#### [Short problem]
Tally how many lines in the items contain the string "trousers", matching case, and give only that number.

#### [Working data]
======

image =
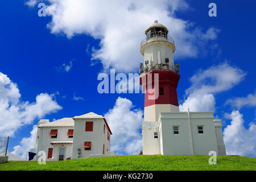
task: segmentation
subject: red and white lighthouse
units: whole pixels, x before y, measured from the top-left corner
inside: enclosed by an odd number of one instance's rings
[[[144,69],[141,65],[140,82],[145,91],[144,121],[158,121],[160,112],[179,111],[176,88],[180,76],[178,64],[174,63],[174,40],[167,35],[168,32],[165,26],[155,20],[146,30],[147,37],[141,42]],[[155,88],[154,84],[155,74],[158,75],[158,88]],[[151,80],[152,89],[148,90],[148,84]],[[158,97],[150,98],[150,95],[156,93]]]
[[[142,123],[144,155],[161,154],[163,141],[158,139],[161,134],[159,114],[179,112],[176,88],[180,76],[179,64],[174,63],[174,40],[167,35],[168,32],[165,26],[155,20],[146,30],[146,38],[141,44],[144,68],[140,63],[140,84],[145,92]]]

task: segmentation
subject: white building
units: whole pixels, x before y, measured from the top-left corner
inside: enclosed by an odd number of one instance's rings
[[[112,134],[105,118],[93,113],[51,122],[41,119],[35,148],[30,151],[44,151],[48,160],[76,159],[79,153],[81,158],[105,154],[110,150]]]
[[[5,152],[0,154],[1,156],[5,156]],[[26,160],[25,159],[20,157],[16,155],[13,154],[12,153],[7,152],[6,156],[8,156],[8,160]]]
[[[176,88],[180,76],[179,65],[174,64],[174,40],[168,32],[156,20],[146,30],[147,37],[141,44],[144,69],[140,64],[140,82],[145,91],[143,154],[208,155],[214,151],[225,155],[221,120],[214,120],[212,112],[179,111]],[[153,92],[148,92],[150,82]]]

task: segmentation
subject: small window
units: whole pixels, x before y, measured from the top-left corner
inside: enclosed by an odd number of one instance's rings
[[[84,148],[85,150],[90,150],[92,146],[92,142],[84,142]]]
[[[160,96],[163,95],[163,87],[159,88],[159,95]]]
[[[158,134],[157,132],[155,132],[154,133],[154,138],[158,138]]]
[[[179,135],[179,126],[174,126],[172,127],[173,131],[174,131],[174,135]]]
[[[58,130],[51,130],[49,136],[51,138],[57,138],[57,134],[58,133]]]
[[[204,134],[204,127],[203,126],[197,126],[197,131],[199,134]]]
[[[68,130],[68,138],[73,138],[73,135],[74,134],[74,130],[70,129]]]

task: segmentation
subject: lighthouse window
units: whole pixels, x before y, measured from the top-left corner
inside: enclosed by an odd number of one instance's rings
[[[204,129],[203,126],[197,126],[197,131],[199,134],[204,134]]]
[[[172,127],[173,131],[174,131],[174,135],[179,135],[179,126],[173,126]]]
[[[153,27],[147,32],[147,40],[155,36],[163,36],[167,38],[166,30],[162,27]]]
[[[154,138],[158,138],[158,134],[157,132],[155,132],[154,133]]]
[[[159,95],[160,96],[163,95],[163,87],[159,88]]]

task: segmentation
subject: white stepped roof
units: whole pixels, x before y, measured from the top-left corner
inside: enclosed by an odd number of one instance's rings
[[[13,154],[7,152],[6,155],[9,156],[8,160],[26,160],[25,159]],[[5,152],[0,154],[0,156],[5,156]]]
[[[86,119],[86,118],[104,118],[103,116],[101,115],[98,115],[97,114],[95,114],[94,113],[90,112],[85,114],[79,115],[79,116],[75,116],[74,119]]]
[[[72,118],[64,118],[53,122],[39,124],[39,127],[68,127],[74,126],[74,120]]]

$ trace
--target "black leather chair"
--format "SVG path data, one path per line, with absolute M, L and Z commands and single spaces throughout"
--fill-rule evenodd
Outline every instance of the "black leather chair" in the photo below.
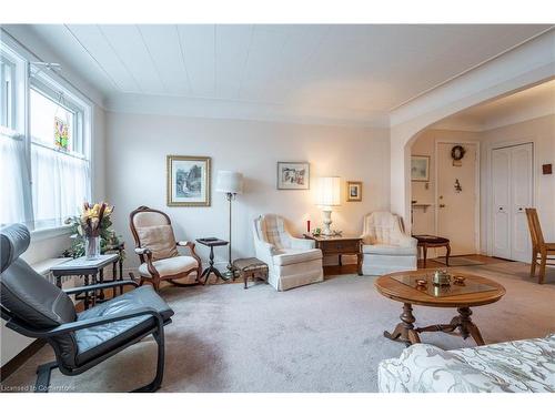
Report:
M 56 354 L 56 362 L 38 367 L 36 392 L 48 392 L 53 368 L 68 376 L 81 374 L 148 335 L 153 335 L 158 343 L 157 375 L 133 392 L 160 388 L 164 325 L 171 322 L 173 311 L 151 286 L 134 288 L 77 313 L 70 294 L 138 285 L 120 281 L 62 291 L 19 258 L 30 243 L 26 226 L 9 225 L 0 230 L 0 311 L 6 326 L 24 336 L 46 339 Z

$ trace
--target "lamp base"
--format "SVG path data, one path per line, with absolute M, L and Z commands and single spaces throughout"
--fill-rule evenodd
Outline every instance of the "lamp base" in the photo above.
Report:
M 322 211 L 324 214 L 324 220 L 322 221 L 324 224 L 324 230 L 322 230 L 322 235 L 330 236 L 333 235 L 334 232 L 331 229 L 332 225 L 332 211 L 331 210 L 324 210 Z

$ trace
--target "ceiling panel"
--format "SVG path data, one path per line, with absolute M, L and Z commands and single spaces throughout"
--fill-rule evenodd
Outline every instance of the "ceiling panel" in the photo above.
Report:
M 108 95 L 387 112 L 545 31 L 533 24 L 34 26 Z M 59 28 L 64 28 L 59 26 Z M 67 33 L 65 33 L 67 32 Z
M 254 27 L 221 24 L 215 28 L 215 94 L 238 99 Z
M 163 84 L 141 32 L 132 24 L 101 24 L 100 31 L 131 78 L 145 93 L 170 92 Z
M 215 97 L 214 24 L 181 24 L 179 33 L 194 97 Z
M 142 24 L 138 26 L 138 29 L 160 74 L 164 92 L 175 95 L 191 94 L 191 81 L 181 53 L 178 27 Z

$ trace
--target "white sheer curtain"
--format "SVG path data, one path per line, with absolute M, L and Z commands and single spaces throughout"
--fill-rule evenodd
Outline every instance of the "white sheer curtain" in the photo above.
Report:
M 23 139 L 0 130 L 0 224 L 31 220 L 28 172 Z
M 58 221 L 78 214 L 90 200 L 89 161 L 31 145 L 34 221 Z

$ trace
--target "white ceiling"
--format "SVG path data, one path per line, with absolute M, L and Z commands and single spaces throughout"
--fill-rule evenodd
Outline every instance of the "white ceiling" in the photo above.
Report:
M 482 131 L 547 114 L 555 114 L 555 80 L 475 105 L 434 128 Z
M 174 95 L 389 112 L 545 31 L 533 24 L 33 24 L 110 100 Z M 332 111 L 333 112 L 333 111 Z

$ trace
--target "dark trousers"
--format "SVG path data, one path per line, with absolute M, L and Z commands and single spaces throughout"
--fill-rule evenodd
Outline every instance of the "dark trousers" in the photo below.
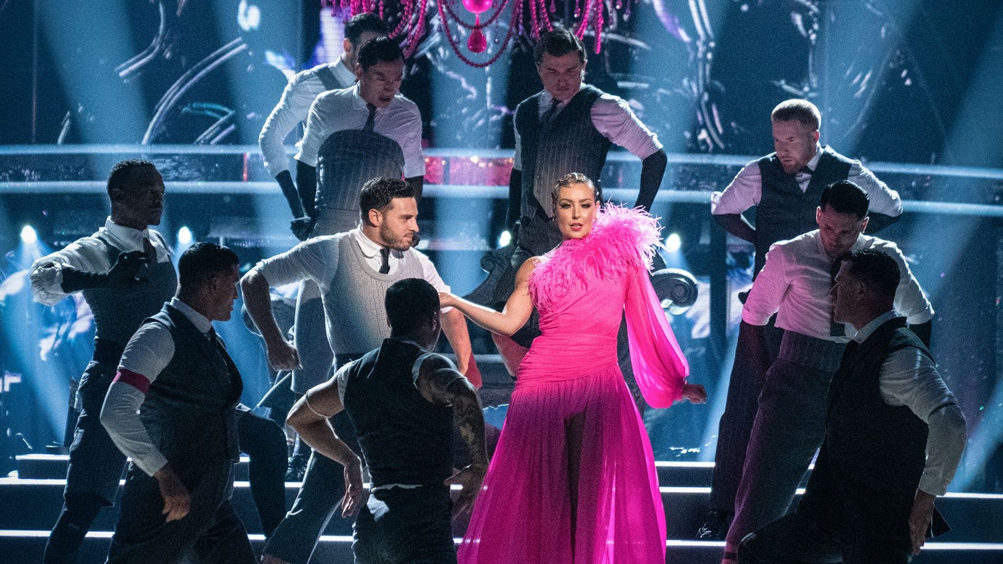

======

#### [Final answer]
2